工作任务 1 — 根据下面的节选文字，安装 Python GDAL 环境推荐使用什么工具？

节选文字 —
==========
Python GDAL/OGR常用样例代码

• 安装
• 案例
  • 矢量转栅格
  • 栅格转矢量（多边形）
  • 矢量叠加
  • 矢量擦除
  • 缓冲区分析（以点为例）
  • 视域分析

安装

推荐使用conda安装python gdal环境，先查询gdal可用版本，再指定版本号，按需安装对应的gdal。

conda search gdal
conda install gdal=version_number

案例

import相应模块和常量定义

from osgeo import gdal, ogr, osr, gdalconst

DRIVER_SHAPE = "ESRI Shapefile"
DRIVER_GTIFF = "GTiff"
EPSG_WGS84 = 4326

矢量转栅格

def vector2raster(input_file, ouput_file, template_file, field="", all_touch="False"):
    """
    矢量图层转栅格

    Params:
        input_file: 输入矢量文件
        output_file: 输出栅格文件
        template_file: 模板栅格文件
        field: 输出栅格所用的input_file字段
        all_touch: False仅矢量中心所在的栅格设置像元值，True只要和矢量相交的栅格都设置像元值

    Ref: https://gdal.org/api/gdal_alg.html#_CPPv419GDALRasterizeLayers12GDALDatasetHiPiiP9OGRLayerH19GDALTransformerFuncPvPdPPc16GDALProgressFuncPv
    """
    # 打开模板栅格
    data = gdal.Open(template_file, gdalconst.GA_ReadOnly)
    # 确定栅格大小
    x_size = data.RasterXSize
    y_size = data.RasterYSize
    # 打开矢量vec_layer
    vector = ogr.GetDriverByName(DRIVER_SHAPE).Open(input_file)
    vec_layer = vector.GetLayer()
    feat_count = vec_layer.GetFeatureCount()
    # 创建输出的tiff栅格文件
    target = gdal.GetDriverByName(DRIVER_GTIFF).Create(ouput_file, x_size, y_size, 1, gdal.GDT_Byte)
    # 设置栅格坐标系与投影
    target.SetGeoTransform(data.GetGeoTransform())
    target.SetProjection(data.GetProjection())

    if field:
        gdal.RasterizeLayer(target, [1], vec_layer, 
        options=["ALL_TOUCHED="+all_touch, "ATTRIBUTE="+field])
    else:
        burn_values = [1] # 如果没有指定属性字段，则使用burn_value作为输出的像素值
        gdal.RasterizeLayer(target, [1], vec_layer, burn_values=burn_values, options=["ALL_TOUCHED="+all_touch])

    # 设置NoData
    NoData_value = 0
    target.GetRasterBand(1).SetNoDataValue(NoData_value)
    target.GetRasterBand(1).FlushCache()
    target = None


# 调用
vector2raster(
    input_file="data/input/vec.shp", 
    ouput_file="data/output/vec2raster.tif", 
    template_file="data/input/template.tif", 
    field="Height"
)

栅格转矢量（多边形）

def raster2polygon(input_raster, output_file, layer_name):
    """
==========
所给记录 —
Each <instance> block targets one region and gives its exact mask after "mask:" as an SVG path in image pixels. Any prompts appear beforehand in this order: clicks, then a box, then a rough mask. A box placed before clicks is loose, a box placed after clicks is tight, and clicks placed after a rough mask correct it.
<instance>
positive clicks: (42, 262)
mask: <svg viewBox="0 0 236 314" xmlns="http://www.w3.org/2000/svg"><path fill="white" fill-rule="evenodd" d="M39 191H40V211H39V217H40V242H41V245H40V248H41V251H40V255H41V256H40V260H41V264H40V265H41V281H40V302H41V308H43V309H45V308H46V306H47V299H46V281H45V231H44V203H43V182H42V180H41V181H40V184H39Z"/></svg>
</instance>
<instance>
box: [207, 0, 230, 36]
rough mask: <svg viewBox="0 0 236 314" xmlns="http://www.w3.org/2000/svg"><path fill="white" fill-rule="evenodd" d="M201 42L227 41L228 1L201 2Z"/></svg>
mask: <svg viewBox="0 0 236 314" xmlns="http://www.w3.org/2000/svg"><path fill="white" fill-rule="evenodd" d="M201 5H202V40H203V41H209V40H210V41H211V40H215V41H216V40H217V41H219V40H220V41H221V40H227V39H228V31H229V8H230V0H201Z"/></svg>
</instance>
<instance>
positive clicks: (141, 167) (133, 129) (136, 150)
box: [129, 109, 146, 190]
==========
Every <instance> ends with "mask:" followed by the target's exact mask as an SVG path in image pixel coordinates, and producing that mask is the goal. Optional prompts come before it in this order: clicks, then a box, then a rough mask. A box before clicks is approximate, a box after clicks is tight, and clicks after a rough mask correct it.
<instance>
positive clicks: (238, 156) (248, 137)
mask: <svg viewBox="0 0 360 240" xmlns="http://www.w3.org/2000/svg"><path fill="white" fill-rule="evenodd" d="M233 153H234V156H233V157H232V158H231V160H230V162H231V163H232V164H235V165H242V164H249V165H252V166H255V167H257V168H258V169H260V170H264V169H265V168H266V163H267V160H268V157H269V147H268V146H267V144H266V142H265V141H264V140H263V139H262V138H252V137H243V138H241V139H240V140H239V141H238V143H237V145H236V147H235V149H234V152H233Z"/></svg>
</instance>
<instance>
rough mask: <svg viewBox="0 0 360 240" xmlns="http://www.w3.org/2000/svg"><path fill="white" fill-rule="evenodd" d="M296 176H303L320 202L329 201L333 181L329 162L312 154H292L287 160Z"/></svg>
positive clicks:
==========
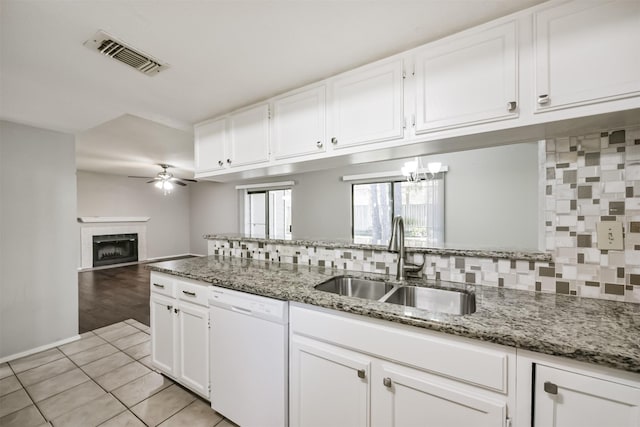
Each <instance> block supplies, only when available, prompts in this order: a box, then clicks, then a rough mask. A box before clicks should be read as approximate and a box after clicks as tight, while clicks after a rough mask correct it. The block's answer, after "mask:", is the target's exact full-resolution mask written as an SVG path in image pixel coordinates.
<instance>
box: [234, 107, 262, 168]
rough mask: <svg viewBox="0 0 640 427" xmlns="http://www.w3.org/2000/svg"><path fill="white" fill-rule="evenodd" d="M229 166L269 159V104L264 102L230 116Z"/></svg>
==========
工作任务 2 — 请照原样抄写记录中的这些行：从含有“Each <instance> block targets”的那一行开始，到含有“box: [129, 109, 146, 190]”的那一行为止，首尾两行都要抄上。

任务答复 1 — 推荐使用 conda 安装。

任务答复 2 —
Each <instance> block targets one region and gives its exact mask after "mask:" as an SVG path in image pixels. Any prompts appear beforehand in this order: clicks, then a box, then a rough mask. A box placed before clicks is loose, a box placed after clicks is tight, and clicks placed after a rough mask correct it.
<instance>
positive clicks: (42, 262)
mask: <svg viewBox="0 0 236 314" xmlns="http://www.w3.org/2000/svg"><path fill="white" fill-rule="evenodd" d="M39 191H40V211H39V217H40V242H41V245H40V248H41V251H40V255H41V256H40V260H41V264H40V265H41V281H40V302H41V308H43V309H45V308H46V306H47V299H46V281H45V231H44V203H43V182H42V180H41V181H40V184H39Z"/></svg>
</instance>
<instance>
box: [207, 0, 230, 36]
rough mask: <svg viewBox="0 0 236 314" xmlns="http://www.w3.org/2000/svg"><path fill="white" fill-rule="evenodd" d="M201 42L227 41L228 1L201 2Z"/></svg>
mask: <svg viewBox="0 0 236 314" xmlns="http://www.w3.org/2000/svg"><path fill="white" fill-rule="evenodd" d="M201 5H202V40H203V41H209V40H210V41H211V40H215V41H216V40H217V41H219V40H220V41H221V40H227V39H228V31H229V8H230V0H201Z"/></svg>
</instance>
<instance>
positive clicks: (141, 167) (133, 129) (136, 150)
box: [129, 109, 146, 190]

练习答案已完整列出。